**Raw data**.
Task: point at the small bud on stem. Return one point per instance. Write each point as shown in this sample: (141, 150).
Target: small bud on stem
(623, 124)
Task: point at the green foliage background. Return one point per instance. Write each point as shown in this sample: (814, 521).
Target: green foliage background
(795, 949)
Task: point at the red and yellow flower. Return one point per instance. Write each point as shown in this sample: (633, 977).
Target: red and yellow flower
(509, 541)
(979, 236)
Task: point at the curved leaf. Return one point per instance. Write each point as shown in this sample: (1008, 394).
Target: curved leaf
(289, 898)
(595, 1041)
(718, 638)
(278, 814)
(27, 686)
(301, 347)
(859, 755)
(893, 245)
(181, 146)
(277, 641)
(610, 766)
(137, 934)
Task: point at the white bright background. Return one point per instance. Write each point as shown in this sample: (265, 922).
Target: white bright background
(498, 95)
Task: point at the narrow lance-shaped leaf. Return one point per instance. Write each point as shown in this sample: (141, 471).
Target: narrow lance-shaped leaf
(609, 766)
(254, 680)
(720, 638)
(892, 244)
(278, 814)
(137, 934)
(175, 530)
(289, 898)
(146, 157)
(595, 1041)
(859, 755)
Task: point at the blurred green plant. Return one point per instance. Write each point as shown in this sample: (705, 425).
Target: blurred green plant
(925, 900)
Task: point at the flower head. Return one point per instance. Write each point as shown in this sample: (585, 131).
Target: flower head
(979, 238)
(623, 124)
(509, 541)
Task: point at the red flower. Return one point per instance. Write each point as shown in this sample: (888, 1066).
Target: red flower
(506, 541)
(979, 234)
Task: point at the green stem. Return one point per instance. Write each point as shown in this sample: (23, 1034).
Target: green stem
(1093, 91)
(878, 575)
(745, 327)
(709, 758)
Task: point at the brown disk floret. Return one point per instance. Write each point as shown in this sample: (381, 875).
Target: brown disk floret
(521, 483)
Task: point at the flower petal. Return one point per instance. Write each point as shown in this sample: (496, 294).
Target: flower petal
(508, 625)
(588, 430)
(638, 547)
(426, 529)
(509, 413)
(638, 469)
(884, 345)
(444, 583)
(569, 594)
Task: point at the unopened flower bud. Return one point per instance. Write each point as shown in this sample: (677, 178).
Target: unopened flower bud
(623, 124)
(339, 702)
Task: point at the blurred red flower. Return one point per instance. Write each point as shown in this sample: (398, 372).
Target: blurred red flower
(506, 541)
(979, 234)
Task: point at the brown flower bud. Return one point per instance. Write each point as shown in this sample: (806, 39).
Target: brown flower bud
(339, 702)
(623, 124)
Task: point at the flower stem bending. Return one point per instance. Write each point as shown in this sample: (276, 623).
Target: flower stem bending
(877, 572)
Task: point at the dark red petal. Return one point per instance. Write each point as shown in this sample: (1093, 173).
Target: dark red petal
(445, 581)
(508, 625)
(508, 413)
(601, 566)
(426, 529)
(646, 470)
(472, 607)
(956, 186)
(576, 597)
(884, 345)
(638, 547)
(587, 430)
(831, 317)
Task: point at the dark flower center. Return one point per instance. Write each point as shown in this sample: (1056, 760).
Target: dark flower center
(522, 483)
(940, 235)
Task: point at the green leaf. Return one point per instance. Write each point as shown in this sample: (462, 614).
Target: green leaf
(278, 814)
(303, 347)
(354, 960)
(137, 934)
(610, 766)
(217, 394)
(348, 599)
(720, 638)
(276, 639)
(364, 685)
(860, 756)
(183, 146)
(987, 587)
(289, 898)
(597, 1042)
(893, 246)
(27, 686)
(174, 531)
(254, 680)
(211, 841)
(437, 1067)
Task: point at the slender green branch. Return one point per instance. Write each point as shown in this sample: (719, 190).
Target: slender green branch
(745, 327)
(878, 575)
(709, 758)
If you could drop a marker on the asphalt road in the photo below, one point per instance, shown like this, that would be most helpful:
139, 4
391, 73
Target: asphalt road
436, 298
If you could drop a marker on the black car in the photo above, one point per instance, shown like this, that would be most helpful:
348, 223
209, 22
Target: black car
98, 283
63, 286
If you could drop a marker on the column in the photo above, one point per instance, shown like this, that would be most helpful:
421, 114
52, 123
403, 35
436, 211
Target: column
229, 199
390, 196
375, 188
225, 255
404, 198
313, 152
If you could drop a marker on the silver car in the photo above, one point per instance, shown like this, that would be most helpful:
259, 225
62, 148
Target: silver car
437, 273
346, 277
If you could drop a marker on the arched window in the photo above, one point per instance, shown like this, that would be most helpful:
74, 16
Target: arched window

**Task prompt**. Your reply must contain each entry, reproduced exactly.

**Written solution**.
Task: point at the small bud on stem. Return one point per instance. Write each point as shown in this sample: (141, 150).
Target: small bud on stem
(623, 124)
Task: point at the green foliage background. Return one point per instance. Write each point as shown in this sample: (814, 521).
Target: green foliage background
(795, 949)
Task: point at the red and yellow flower. Return one point per instance. Write each point as shown in this sample: (633, 977).
Target: red and yellow flower
(509, 541)
(979, 236)
Task: point at the curved leaf. Return one point per instance. Write each point as shown in this sample: (1008, 394).
Target: curved leaf
(289, 898)
(595, 1041)
(718, 638)
(278, 814)
(27, 686)
(301, 347)
(859, 755)
(893, 245)
(181, 146)
(277, 641)
(610, 766)
(137, 934)
Task: point at the white bright background. Return one point per instance. Write each point as shown in this sample: (265, 922).
Target: white bright background
(498, 95)
Task: point at the narrow lance-shaped leaf. Return one point per instance. Write each point as shown in this sample: (141, 471).
Target: narrow lance-shaped leaf
(609, 766)
(254, 680)
(720, 638)
(892, 244)
(278, 814)
(137, 934)
(175, 530)
(289, 898)
(146, 157)
(595, 1041)
(859, 755)
Task: point at the blurred green plant. Return one point per instance. Write each point as shown in this sample: (705, 425).
Target: blurred green plant
(925, 900)
Task: point at the flower head. Return one point per instance. Write each point as shown in this sample: (585, 131).
Target: flower head
(979, 238)
(623, 124)
(509, 541)
Task: point at the red flower. Return one point per instance. Write each point as shown in this sample: (888, 1066).
Target: red flower
(506, 541)
(979, 234)
Task: point at the green stem. Return one point per instance. Write each point as shown in this sample: (23, 1034).
Target: green stem
(1093, 91)
(878, 575)
(745, 327)
(709, 758)
Task: point at the brown disk floret. Return one point per instance. Write each point as shown in this sample: (381, 875).
Target: brown disk floret
(521, 483)
Task: point at the flower petal. Return one point per instance. Write each point as shown in this sample: (496, 294).
Target: flower petal
(508, 625)
(588, 430)
(638, 547)
(426, 529)
(509, 413)
(638, 469)
(884, 345)
(444, 583)
(569, 594)
Task: point at the unopened flower bud. Return one point per instance. Write each point as shown in this sample: (677, 178).
Target: unopened flower bud
(623, 124)
(339, 702)
Task: point at the blurred red flower. Return one point per instance. Write each point as shown in this sample: (398, 372).
Target: blurred red flower
(506, 541)
(979, 234)
Task: point at the brown flower bud. Return one point per instance. Write each point as shown in this sample: (806, 39).
Target: brown flower bud
(339, 702)
(623, 124)
Task: point at the flower stem bending. Return one point per instance. Write each point as shown in this sample: (276, 623).
Target: flower stem bending
(877, 572)
Task: point at the dark red petal. Return one point per instance. Write each point as shown in this sample: (1093, 173).
Target: dark red petal
(445, 581)
(508, 625)
(508, 413)
(601, 566)
(426, 529)
(646, 470)
(472, 607)
(956, 186)
(576, 597)
(884, 345)
(638, 547)
(587, 430)
(831, 317)
Task: point at the dark flower center. Return one point per instance. Write each point as shown in this sample: (1056, 760).
Target: dark flower center
(522, 483)
(940, 235)
Task: point at the green leaf. Return one point per instance. Write each point as shown in this sample: (462, 614).
Target: green leaf
(278, 814)
(303, 347)
(354, 960)
(137, 934)
(610, 766)
(217, 394)
(348, 599)
(720, 638)
(276, 639)
(364, 685)
(860, 756)
(183, 146)
(987, 587)
(289, 898)
(597, 1042)
(893, 246)
(27, 686)
(174, 531)
(254, 680)
(211, 841)
(437, 1067)
Task: point at the slender green branch. Return one point per instance. Write each point as shown in this sample: (719, 190).
Target: slender green branch
(745, 327)
(878, 575)
(709, 758)
If you could drop a marker on the asphalt road in the photo below, one point per instance, shown like this, that would be most helpful:
139, 4
391, 73
Target: asphalt road
436, 298
If you could drop a marker on the black car in the photo above, one point per instance, shown like this, that would be most helpful:
348, 223
209, 22
Target: black car
98, 283
63, 286
If you could drop a marker on the column in the photo above, one point per instance, shown like this, that would be most helpful:
421, 114
52, 123
403, 35
436, 211
Target: column
229, 199
390, 196
375, 188
225, 255
404, 198
313, 152
If you could drop a marker on the silver car in the photo above, one point per instance, shown like this, that would be most helpful:
259, 225
62, 148
Target: silver car
437, 273
346, 277
If you could drop a marker on the arched window in the photo above, one point per instance, shown like this, that would be most helpful:
74, 16
Target: arched window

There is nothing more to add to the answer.